Stated problem
Reproduce the entire listing below verbatim, preserving every line in its original order.

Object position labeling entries
========================

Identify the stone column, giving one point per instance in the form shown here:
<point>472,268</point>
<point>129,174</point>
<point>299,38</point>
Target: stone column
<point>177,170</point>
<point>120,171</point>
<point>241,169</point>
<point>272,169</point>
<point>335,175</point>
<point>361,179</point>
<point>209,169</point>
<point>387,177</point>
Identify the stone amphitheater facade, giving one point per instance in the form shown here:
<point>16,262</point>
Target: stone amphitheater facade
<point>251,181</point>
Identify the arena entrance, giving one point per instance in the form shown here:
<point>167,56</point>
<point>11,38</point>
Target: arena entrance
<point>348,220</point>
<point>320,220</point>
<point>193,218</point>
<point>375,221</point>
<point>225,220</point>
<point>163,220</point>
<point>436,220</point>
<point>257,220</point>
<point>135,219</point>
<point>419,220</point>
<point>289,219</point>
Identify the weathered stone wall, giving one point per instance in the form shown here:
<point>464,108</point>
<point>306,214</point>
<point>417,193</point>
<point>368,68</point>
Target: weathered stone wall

========================

Final result
Identify the stone column, giving one point per instance in the form shown here:
<point>472,268</point>
<point>129,174</point>
<point>299,38</point>
Target: stone column
<point>177,170</point>
<point>120,171</point>
<point>241,169</point>
<point>272,169</point>
<point>335,175</point>
<point>361,179</point>
<point>209,169</point>
<point>387,177</point>
Identify the stone amphitheater facade, giving one point per instance in the form shown here:
<point>16,262</point>
Target: stone amphitheater facade
<point>251,181</point>
Identify the arena entrance, giving one point per instance in the form shown here:
<point>167,56</point>
<point>11,38</point>
Target: arena entrance
<point>348,220</point>
<point>320,220</point>
<point>193,218</point>
<point>375,221</point>
<point>225,220</point>
<point>163,220</point>
<point>436,220</point>
<point>257,220</point>
<point>135,219</point>
<point>419,220</point>
<point>289,219</point>
Identify the weathered stone wall, giving one point per instance in the form shown here:
<point>464,108</point>
<point>306,214</point>
<point>417,193</point>
<point>368,68</point>
Target: weathered stone wall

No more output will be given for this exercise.